■ Extrait du document:
——————
Les Britanniques se voulaient néanmoins plus progressistes que l’état du droit international de la fin du 18e siècle. Ils n’appliquaient la doctrine de terra nullius qu’aux populations autochtones jugées les moins évoluées de leur empire, tels que les aborigènes d’Australie. Ceux-ci étaient jugés incapables de comprendre la notion de droits fonciers. Les peuples autochtones d’Amérique du Nord étaient considérés comme plus avancés. Le droit britannique leur reconnaissait des droits ancestraux sur le territoire qui tirait leur origine de leur occupation antérieure. La Proclamation royale de 1763 reflétait ce nouvel ordre juridique en exigeant la cession des droits ancestraux au moyen de traités avant que la colonisation puisse se réaliser sur un territoire. Ces traités étaient fondés sur l’indépendance ou à tout le moins l’autonomie politique des peuples autochtones9. Ils avaient pour but de légaliser l’appropriation des territoires autochtones par la Couronne britannique.
——————
■ Section des données:
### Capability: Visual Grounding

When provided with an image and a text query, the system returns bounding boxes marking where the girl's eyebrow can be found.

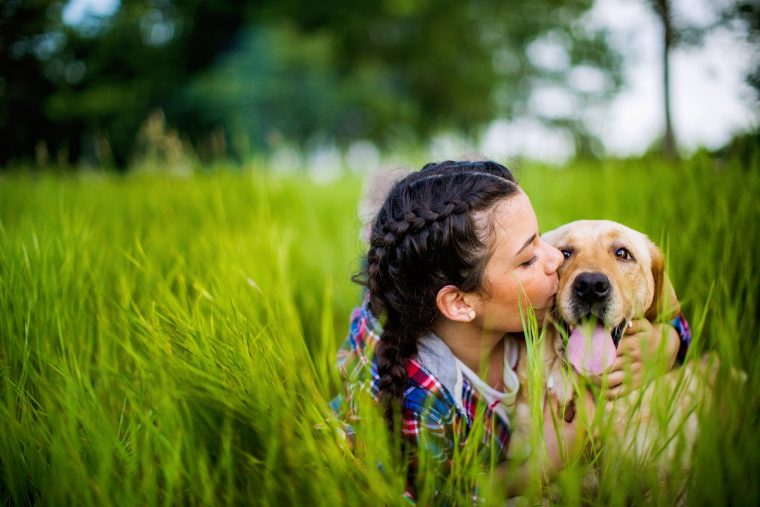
[515,234,536,257]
——————
■ Défi:
Répondez à ces questions à l'aide de l'extrait sur le droit britannique et les peuples autochtones.
(a) Quel exemple de population le texte cite-t-il parmi celles auxquelles les Britanniques appliquaient la doctrine de terra nullius ?
(b) De quoi les droits ancestraux reconnus aux peuples autochtones d'Amérique du Nord tiraient-ils leur origine ?
(c) Qu'exigeait la Proclamation royale de 1763 avant que la colonisation puisse se réaliser sur un territoire ?

■ Réponse:
(a) Les aborigènes d'Australie.
(b) De leur occupation antérieure du territoire.
(c) La cession des droits ancestraux au moyen de traités.